Source data:
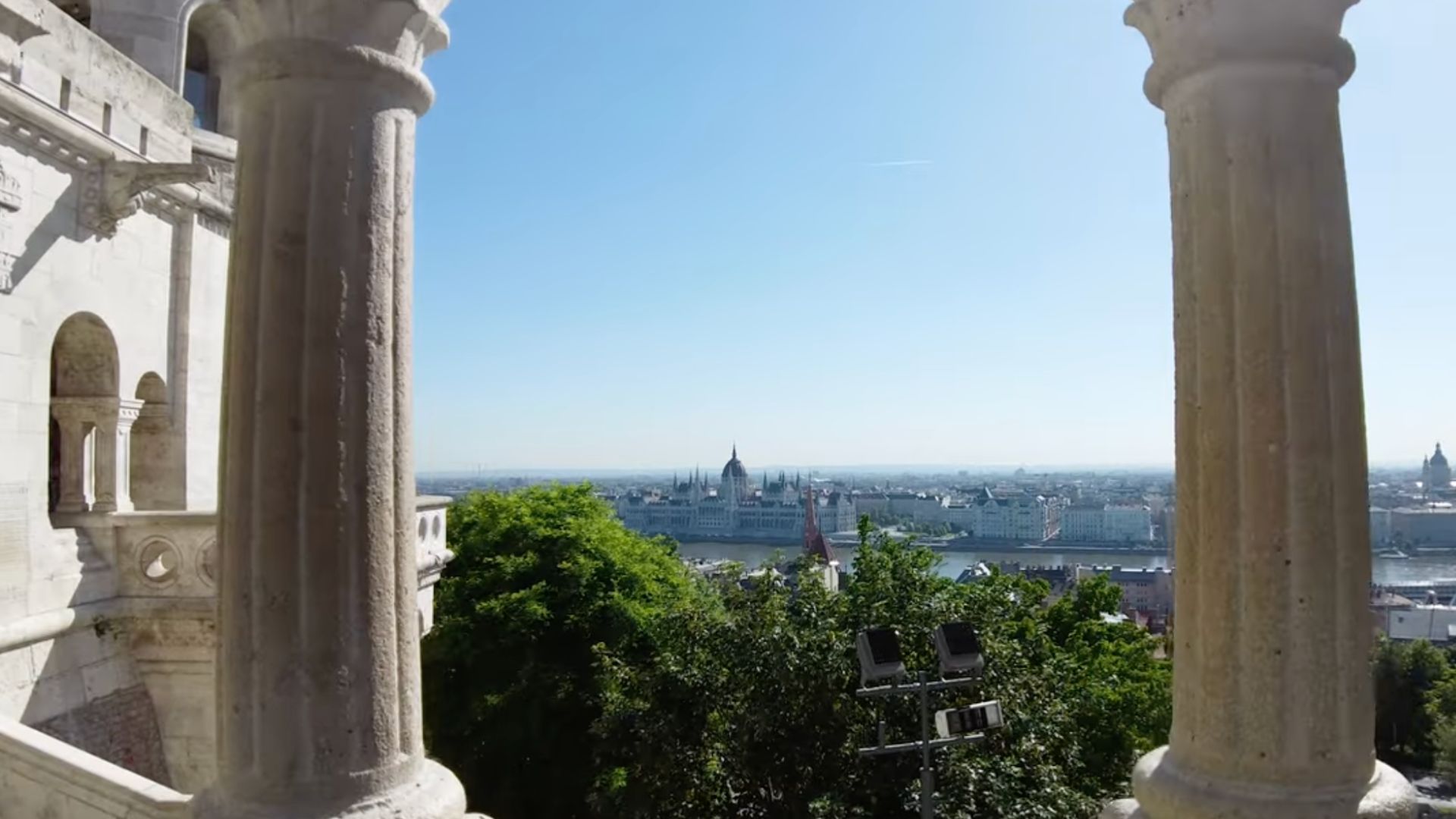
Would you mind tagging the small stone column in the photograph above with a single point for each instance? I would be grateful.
(128, 411)
(105, 475)
(1273, 707)
(72, 428)
(319, 640)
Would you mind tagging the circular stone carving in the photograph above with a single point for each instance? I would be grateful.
(207, 564)
(159, 561)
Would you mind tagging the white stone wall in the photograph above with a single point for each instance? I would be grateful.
(69, 104)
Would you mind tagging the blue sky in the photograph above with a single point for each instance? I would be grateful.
(861, 232)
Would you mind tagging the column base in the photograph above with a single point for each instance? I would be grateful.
(436, 793)
(1164, 792)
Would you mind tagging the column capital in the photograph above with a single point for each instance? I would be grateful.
(1190, 37)
(341, 39)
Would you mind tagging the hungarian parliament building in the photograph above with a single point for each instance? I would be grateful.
(736, 509)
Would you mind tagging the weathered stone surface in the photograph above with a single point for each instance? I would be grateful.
(1273, 711)
(319, 670)
(120, 727)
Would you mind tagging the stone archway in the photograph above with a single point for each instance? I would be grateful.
(210, 39)
(85, 404)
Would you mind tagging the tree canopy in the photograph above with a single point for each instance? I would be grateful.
(579, 670)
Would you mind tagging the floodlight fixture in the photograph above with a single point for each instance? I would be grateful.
(960, 649)
(880, 656)
(973, 719)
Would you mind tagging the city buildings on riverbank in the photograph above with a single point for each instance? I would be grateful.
(734, 507)
(1147, 594)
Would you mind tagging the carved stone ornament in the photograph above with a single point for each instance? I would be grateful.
(11, 197)
(118, 187)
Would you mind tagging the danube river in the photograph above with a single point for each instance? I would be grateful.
(1386, 572)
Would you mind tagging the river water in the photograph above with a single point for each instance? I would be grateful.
(1385, 572)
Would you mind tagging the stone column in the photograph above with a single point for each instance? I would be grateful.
(105, 475)
(128, 411)
(1273, 707)
(73, 455)
(318, 661)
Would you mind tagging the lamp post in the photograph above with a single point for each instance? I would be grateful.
(960, 651)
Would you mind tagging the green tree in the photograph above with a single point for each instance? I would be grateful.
(579, 670)
(546, 592)
(1405, 675)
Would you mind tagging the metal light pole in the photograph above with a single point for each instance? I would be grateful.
(925, 745)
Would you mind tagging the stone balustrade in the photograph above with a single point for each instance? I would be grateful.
(41, 776)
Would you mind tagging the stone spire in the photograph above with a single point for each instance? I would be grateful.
(1272, 689)
(318, 691)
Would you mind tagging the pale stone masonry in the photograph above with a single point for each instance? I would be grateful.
(115, 226)
(1273, 706)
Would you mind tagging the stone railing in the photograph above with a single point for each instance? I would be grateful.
(433, 556)
(174, 554)
(41, 776)
(69, 69)
(165, 554)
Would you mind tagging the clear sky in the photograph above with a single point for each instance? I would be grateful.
(855, 232)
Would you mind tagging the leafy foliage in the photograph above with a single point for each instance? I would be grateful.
(577, 670)
(1405, 675)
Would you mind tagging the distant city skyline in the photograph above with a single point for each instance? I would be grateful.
(840, 231)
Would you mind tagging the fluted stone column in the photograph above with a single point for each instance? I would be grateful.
(105, 444)
(1273, 707)
(319, 670)
(72, 428)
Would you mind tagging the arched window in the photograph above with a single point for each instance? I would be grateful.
(200, 85)
(212, 37)
(85, 404)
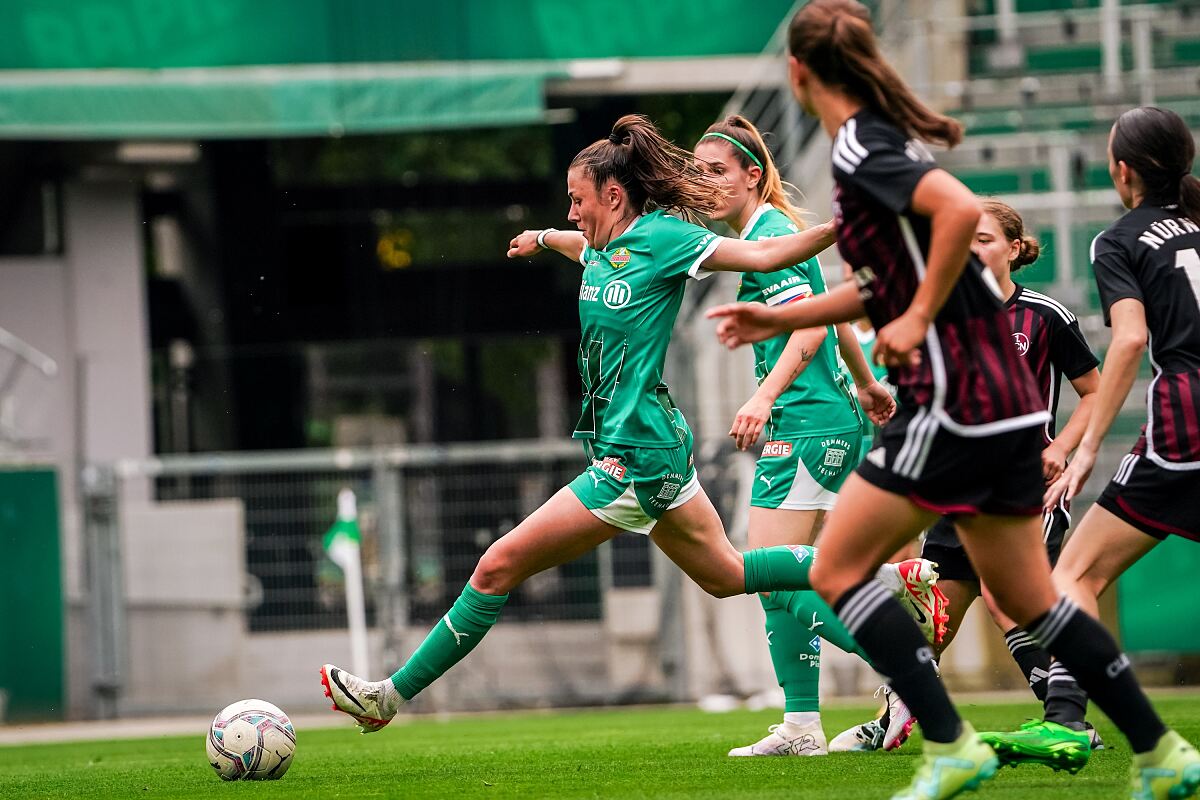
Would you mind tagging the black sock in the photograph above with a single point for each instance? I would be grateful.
(1033, 661)
(899, 650)
(1066, 703)
(1101, 668)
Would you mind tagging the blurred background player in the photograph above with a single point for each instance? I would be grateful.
(636, 259)
(1047, 336)
(811, 431)
(1147, 269)
(965, 439)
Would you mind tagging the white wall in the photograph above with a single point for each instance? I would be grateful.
(85, 310)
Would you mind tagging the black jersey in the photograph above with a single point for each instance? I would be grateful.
(1152, 254)
(971, 379)
(1047, 335)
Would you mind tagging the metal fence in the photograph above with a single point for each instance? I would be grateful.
(163, 595)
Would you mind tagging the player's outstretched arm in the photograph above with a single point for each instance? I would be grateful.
(742, 323)
(875, 400)
(954, 212)
(755, 413)
(771, 254)
(1129, 338)
(568, 242)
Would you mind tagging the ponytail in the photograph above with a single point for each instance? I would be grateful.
(749, 149)
(1157, 144)
(654, 173)
(834, 38)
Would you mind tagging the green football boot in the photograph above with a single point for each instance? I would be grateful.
(1042, 743)
(946, 770)
(1170, 771)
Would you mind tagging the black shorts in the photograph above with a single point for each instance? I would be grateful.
(943, 547)
(1155, 500)
(917, 458)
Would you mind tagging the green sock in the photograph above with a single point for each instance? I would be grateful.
(815, 615)
(455, 635)
(786, 566)
(796, 655)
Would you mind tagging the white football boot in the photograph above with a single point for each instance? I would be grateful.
(888, 732)
(915, 584)
(372, 703)
(787, 739)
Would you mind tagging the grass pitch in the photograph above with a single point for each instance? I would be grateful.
(609, 753)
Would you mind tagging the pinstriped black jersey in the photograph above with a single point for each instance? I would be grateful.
(1047, 336)
(1152, 254)
(970, 377)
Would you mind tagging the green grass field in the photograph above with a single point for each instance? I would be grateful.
(609, 753)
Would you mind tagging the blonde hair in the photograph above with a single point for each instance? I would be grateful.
(654, 173)
(754, 152)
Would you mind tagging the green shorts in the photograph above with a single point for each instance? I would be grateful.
(631, 487)
(805, 473)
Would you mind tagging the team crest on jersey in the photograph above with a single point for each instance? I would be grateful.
(777, 449)
(1023, 342)
(610, 465)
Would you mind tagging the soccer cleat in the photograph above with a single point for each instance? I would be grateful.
(949, 769)
(1170, 771)
(859, 739)
(372, 703)
(1042, 743)
(787, 739)
(888, 732)
(915, 584)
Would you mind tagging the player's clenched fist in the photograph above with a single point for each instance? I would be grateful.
(743, 323)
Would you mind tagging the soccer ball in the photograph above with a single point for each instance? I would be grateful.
(251, 740)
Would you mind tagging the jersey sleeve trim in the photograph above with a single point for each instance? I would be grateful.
(697, 271)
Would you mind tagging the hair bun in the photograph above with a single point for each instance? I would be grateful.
(1029, 252)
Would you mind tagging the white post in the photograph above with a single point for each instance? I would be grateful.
(1110, 42)
(347, 554)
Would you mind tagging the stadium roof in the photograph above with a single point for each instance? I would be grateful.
(207, 68)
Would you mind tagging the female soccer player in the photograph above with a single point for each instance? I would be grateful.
(1048, 338)
(636, 260)
(966, 439)
(1147, 269)
(811, 434)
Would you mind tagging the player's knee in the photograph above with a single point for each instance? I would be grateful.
(496, 571)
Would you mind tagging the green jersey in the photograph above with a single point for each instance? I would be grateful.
(629, 300)
(819, 401)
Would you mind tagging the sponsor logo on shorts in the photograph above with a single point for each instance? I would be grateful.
(775, 449)
(879, 457)
(617, 294)
(834, 458)
(1023, 343)
(799, 551)
(611, 465)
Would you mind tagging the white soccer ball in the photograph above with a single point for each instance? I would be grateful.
(251, 740)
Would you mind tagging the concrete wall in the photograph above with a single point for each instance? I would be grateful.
(85, 310)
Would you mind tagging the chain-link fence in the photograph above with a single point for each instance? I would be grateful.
(210, 582)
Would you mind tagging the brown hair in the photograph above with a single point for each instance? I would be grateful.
(772, 188)
(654, 173)
(834, 38)
(1157, 144)
(1013, 228)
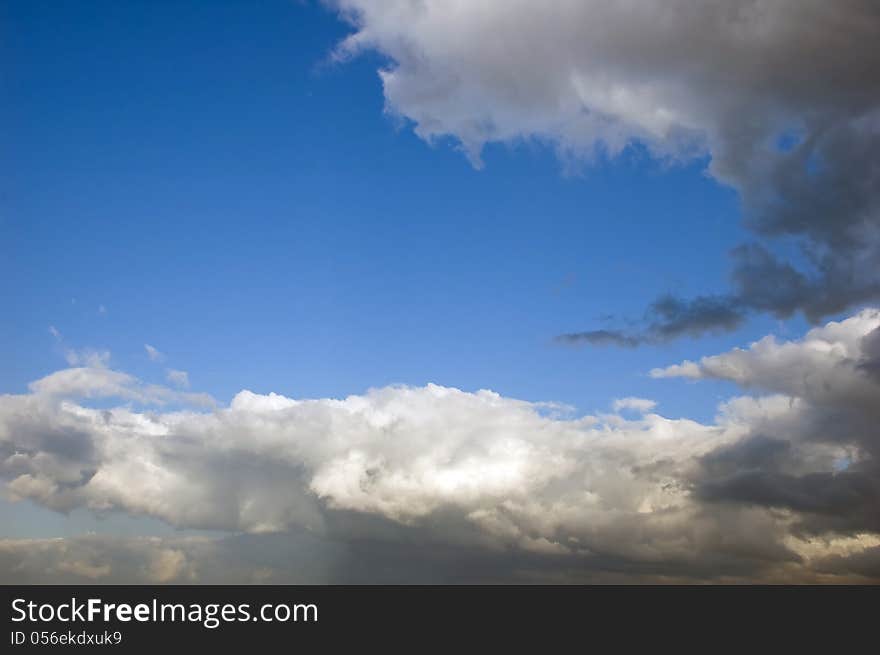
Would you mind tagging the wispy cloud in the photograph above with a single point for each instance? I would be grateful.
(153, 353)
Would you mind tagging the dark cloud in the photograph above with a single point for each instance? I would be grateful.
(668, 317)
(782, 97)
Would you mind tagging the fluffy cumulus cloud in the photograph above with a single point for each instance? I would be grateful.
(781, 96)
(442, 484)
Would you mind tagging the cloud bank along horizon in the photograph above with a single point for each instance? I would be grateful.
(781, 96)
(458, 485)
(436, 484)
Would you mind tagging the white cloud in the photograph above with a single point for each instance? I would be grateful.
(476, 468)
(641, 405)
(153, 353)
(87, 357)
(178, 378)
(726, 82)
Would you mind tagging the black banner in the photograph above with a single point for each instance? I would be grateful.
(134, 619)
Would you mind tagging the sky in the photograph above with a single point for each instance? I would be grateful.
(445, 291)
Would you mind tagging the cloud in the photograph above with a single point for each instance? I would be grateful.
(87, 357)
(475, 475)
(178, 378)
(154, 353)
(783, 106)
(641, 405)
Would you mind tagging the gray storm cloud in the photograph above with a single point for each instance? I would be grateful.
(783, 96)
(779, 482)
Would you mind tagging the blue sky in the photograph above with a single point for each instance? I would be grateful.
(234, 198)
(321, 199)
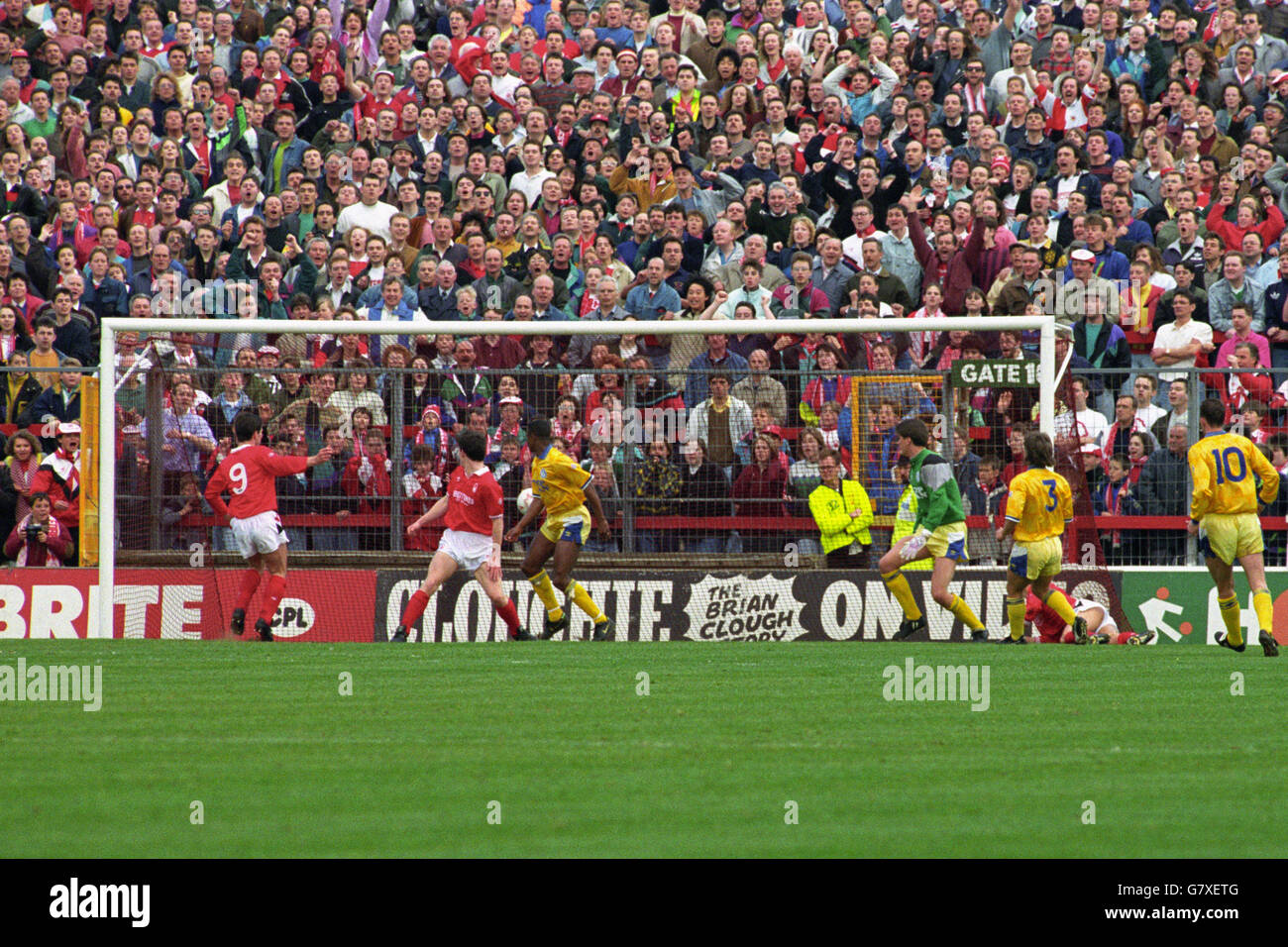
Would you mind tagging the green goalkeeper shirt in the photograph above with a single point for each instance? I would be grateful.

Description of the task> Turn the listing, starting at its beginning and ending at the line that contains "(1164, 792)", into a JSON list of strings with one string per line, skipping blank lines. Leave the pictures out.

Output below>
[
  "Would you mind tagging the small stone column in the photograph above with a single point for each instance? I would be grateful.",
  "(128, 411)",
  "(105, 475)",
  "(1273, 707)",
  "(72, 428)",
  "(319, 640)",
  "Would you mind tagging the circular stone carving in the photograph above with a single point for each instance? I would be grateful.",
  "(207, 564)",
  "(159, 561)",
  "Would you mind tagging the white stone wall in the photograph above with a single point for each instance? I would be grateful.",
  "(69, 104)",
  "Would you mind tagging the blue sky in the photograph above with a single point for each instance? I would be grateful.",
  "(861, 232)",
  "Would you mind tagging the column base in the photograph above with a single point for each instance? I would be grateful.",
  "(436, 793)",
  "(1164, 792)"
]